### Given instruction
Rewrite everything from the line containing "Point to the gray upper" down to the end of the items, requests included, offsetting every x and y coordinate in the answers by adding 121.

··· Records for this exercise ···

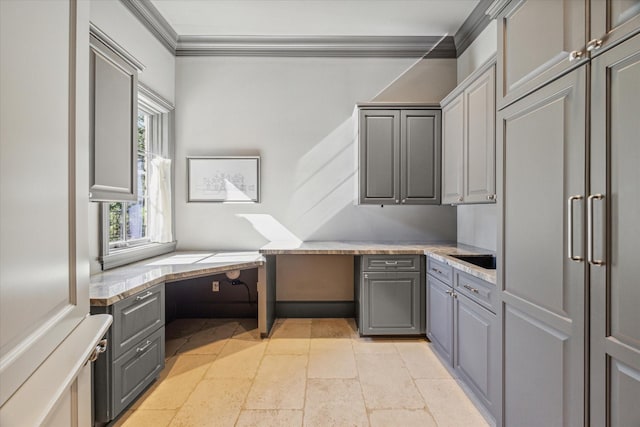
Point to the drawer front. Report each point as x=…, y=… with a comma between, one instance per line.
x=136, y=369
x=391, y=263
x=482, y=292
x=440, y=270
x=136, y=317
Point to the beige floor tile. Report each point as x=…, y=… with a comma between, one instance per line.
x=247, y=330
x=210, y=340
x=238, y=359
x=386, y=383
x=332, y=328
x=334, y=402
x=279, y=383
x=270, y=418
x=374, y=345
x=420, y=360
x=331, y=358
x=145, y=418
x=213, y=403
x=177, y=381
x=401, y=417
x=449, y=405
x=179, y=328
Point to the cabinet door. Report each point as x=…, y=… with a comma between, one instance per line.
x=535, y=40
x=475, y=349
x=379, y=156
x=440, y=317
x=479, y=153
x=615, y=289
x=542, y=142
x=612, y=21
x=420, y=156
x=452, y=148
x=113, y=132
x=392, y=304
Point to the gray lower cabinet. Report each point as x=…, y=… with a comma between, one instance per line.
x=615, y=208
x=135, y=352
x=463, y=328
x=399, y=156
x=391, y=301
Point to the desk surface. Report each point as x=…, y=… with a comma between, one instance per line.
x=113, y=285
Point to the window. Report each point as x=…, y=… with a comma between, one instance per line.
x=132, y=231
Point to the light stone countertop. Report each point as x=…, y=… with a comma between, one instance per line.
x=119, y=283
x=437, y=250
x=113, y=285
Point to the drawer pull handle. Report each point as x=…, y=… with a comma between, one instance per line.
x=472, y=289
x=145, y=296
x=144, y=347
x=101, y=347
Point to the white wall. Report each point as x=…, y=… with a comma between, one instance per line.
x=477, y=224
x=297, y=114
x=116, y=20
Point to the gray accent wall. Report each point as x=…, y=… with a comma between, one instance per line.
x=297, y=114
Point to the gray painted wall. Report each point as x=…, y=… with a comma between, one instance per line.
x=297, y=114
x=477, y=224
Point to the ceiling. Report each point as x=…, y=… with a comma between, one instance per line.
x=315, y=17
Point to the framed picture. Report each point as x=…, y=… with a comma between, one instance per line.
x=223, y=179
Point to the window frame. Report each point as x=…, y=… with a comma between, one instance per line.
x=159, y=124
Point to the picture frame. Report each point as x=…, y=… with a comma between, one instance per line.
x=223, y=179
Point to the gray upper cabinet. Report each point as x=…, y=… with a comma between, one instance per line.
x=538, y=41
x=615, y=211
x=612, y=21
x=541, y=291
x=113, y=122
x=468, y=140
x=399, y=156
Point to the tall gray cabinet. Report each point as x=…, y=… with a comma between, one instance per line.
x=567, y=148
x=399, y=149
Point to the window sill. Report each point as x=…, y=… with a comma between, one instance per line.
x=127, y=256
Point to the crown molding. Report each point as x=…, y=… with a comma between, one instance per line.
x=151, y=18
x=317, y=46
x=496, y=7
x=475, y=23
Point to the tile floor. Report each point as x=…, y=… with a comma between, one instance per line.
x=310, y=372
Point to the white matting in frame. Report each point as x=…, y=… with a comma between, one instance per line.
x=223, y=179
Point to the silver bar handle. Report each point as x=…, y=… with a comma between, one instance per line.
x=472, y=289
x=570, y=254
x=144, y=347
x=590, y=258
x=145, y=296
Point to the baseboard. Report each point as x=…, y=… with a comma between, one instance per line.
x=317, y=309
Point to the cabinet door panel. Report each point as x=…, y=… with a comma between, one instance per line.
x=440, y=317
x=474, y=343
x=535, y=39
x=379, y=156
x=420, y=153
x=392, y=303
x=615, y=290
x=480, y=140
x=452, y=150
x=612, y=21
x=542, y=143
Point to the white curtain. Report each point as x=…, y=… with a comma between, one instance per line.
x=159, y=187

···

### Output for this task
Point to the gray upper cabinet. Report each point as x=…, y=… with a comma between, one instance per line.
x=659, y=162
x=736, y=332
x=733, y=142
x=662, y=412
x=234, y=243
x=589, y=261
x=520, y=277
Point to the tall gray cabinet. Report each point as x=…, y=… with a comma between, one instance per line.
x=688, y=269
x=520, y=270
Point to the window sill. Report each point as x=…, y=… with a comma between, one instance per line.
x=248, y=377
Point to the crown molding. Report each point as x=…, y=… with a comma between, one instance per line.
x=272, y=139
x=438, y=167
x=617, y=128
x=596, y=144
Point to the tile floor. Report each point as x=…, y=… with a comma between, one instance per line.
x=431, y=493
Point to the white matting in frame. Report each point as x=…, y=… with a comma between, one instance per line.
x=344, y=300
Point to the silver bar handle. Report each point as x=…, y=… with a comma between, one instance per line.
x=593, y=410
x=691, y=375
x=265, y=468
x=711, y=379
x=266, y=417
Point to the baseboard. Report each point as x=…, y=… with a comma between, one instance per line.
x=438, y=430
Point to the cabinet door panel. Report each point as x=…, y=… with a comma between, one instance per line.
x=561, y=438
x=595, y=464
x=656, y=160
x=500, y=277
x=541, y=274
x=513, y=424
x=736, y=411
x=601, y=261
x=573, y=271
x=733, y=142
x=663, y=264
Point to the white curtain. Report each point as x=…, y=… with a comma between, one instance per line.
x=280, y=308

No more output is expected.